> _Stated task_:
Copy out every line of the records below that contains the word "corner".
---------- Extracted records
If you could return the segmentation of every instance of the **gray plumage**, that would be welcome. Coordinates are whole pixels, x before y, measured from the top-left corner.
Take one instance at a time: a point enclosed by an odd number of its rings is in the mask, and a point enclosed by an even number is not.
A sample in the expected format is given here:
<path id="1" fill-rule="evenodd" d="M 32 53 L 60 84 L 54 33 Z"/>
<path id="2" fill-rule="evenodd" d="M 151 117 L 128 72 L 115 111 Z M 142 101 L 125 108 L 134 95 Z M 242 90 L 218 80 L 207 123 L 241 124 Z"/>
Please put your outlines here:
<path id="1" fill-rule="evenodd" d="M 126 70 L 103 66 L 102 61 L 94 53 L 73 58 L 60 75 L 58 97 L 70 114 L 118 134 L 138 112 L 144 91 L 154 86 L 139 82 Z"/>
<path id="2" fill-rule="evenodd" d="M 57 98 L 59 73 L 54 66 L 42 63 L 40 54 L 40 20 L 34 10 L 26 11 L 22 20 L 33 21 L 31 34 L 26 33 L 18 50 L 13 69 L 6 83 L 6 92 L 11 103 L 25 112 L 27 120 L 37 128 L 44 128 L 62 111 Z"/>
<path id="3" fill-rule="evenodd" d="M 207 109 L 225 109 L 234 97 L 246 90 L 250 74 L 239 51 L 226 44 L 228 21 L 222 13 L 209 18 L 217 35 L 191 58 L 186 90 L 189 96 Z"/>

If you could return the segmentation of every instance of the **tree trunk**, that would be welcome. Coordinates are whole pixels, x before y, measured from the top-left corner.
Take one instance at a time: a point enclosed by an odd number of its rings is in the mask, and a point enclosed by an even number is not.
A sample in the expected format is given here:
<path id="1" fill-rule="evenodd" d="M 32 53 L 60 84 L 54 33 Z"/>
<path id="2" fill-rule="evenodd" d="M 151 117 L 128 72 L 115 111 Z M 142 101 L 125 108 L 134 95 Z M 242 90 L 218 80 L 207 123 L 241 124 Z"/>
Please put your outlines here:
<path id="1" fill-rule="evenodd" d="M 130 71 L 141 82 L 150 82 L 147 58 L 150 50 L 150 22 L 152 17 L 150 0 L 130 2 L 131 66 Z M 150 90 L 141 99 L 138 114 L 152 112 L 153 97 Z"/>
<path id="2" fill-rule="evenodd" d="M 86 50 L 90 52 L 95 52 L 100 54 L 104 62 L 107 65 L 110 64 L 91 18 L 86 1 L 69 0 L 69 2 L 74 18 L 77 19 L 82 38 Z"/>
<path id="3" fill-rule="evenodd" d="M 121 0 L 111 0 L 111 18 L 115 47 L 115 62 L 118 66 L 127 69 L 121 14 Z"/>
--------------------
> _Complete response_:
If you could return the segmentation of every instance of the **gray plumage**, that would be welcome. Coordinates are whole pixels, x before y, measured from the top-left corner.
If you could return the segmentation of every instance of the **tree trunk**, that would be welcome. Coordinates are whole pixels, x before y, measured from the top-left corner.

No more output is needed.